(Point-per-instance localization data)
╭──

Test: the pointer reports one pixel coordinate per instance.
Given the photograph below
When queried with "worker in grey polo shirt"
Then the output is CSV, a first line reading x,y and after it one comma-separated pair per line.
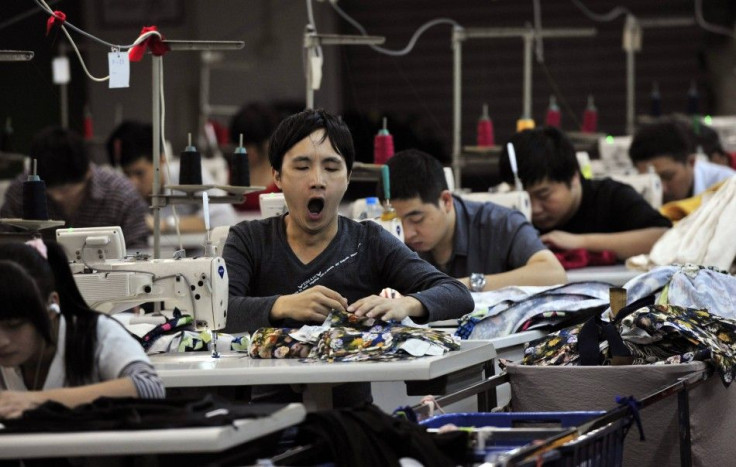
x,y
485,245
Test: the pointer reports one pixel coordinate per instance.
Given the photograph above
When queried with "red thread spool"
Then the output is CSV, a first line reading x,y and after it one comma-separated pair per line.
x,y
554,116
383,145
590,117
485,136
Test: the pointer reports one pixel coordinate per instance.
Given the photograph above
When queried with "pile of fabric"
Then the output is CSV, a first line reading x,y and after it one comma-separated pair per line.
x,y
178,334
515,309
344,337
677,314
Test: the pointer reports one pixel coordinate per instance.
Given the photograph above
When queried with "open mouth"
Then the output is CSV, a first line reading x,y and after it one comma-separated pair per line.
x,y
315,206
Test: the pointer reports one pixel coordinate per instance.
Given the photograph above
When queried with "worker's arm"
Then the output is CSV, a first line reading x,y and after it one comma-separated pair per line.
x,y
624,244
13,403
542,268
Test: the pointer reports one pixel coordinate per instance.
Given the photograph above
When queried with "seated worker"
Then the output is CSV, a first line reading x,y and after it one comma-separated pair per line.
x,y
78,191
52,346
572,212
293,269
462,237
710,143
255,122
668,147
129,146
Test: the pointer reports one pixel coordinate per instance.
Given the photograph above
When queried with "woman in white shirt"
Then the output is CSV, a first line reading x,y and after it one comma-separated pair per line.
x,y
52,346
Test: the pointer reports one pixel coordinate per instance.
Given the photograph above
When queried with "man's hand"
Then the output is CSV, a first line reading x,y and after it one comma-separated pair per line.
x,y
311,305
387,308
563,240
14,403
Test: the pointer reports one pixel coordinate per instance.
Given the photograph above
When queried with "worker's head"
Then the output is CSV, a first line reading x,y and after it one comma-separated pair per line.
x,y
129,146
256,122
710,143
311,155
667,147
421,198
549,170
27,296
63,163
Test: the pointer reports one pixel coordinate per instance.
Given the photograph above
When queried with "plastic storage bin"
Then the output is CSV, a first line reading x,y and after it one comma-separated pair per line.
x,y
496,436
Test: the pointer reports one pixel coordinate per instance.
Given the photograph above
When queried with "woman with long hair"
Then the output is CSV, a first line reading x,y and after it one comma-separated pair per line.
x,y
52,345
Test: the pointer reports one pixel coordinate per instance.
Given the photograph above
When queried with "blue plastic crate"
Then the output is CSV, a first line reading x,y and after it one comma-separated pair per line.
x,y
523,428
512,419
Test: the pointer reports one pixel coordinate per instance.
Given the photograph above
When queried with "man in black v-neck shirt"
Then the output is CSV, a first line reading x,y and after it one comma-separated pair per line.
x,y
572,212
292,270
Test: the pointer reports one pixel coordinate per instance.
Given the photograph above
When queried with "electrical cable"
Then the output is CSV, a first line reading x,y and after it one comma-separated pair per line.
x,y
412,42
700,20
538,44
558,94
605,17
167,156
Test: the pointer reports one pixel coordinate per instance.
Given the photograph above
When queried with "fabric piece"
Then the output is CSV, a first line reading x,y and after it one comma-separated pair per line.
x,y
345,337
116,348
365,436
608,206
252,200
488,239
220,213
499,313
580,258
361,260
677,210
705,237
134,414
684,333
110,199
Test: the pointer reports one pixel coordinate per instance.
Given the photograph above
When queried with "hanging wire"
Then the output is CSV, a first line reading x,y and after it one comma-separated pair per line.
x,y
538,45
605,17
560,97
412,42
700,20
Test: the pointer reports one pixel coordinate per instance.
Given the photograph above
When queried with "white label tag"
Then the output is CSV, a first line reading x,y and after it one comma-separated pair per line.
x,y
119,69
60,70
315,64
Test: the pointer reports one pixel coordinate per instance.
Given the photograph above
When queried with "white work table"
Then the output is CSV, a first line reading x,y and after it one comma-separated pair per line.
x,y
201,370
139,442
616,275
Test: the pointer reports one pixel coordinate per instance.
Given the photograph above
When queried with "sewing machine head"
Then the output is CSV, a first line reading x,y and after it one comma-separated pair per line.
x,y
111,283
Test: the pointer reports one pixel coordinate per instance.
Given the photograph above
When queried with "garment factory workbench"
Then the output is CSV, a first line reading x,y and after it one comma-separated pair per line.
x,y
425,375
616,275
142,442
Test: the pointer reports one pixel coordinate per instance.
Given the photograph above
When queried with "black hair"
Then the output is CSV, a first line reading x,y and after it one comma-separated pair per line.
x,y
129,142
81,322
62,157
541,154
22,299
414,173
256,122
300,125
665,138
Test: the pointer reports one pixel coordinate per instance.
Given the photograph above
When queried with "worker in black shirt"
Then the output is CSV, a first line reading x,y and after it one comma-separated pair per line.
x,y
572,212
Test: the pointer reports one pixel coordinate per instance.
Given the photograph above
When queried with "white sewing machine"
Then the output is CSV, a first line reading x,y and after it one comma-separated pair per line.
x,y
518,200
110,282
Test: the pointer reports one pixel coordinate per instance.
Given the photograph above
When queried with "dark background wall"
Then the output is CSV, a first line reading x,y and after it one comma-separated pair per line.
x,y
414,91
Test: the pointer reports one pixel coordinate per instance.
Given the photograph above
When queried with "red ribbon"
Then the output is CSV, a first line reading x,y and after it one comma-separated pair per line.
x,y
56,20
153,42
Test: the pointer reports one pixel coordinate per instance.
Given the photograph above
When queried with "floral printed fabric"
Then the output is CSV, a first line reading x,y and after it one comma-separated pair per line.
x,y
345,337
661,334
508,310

╰──

> [AIM OF THE TASK] Pull out all lines of the data with the string "sewing".

> [RESPONSE BELOW]
When queried with "sewing machine head"
When queried with "white sewing machine"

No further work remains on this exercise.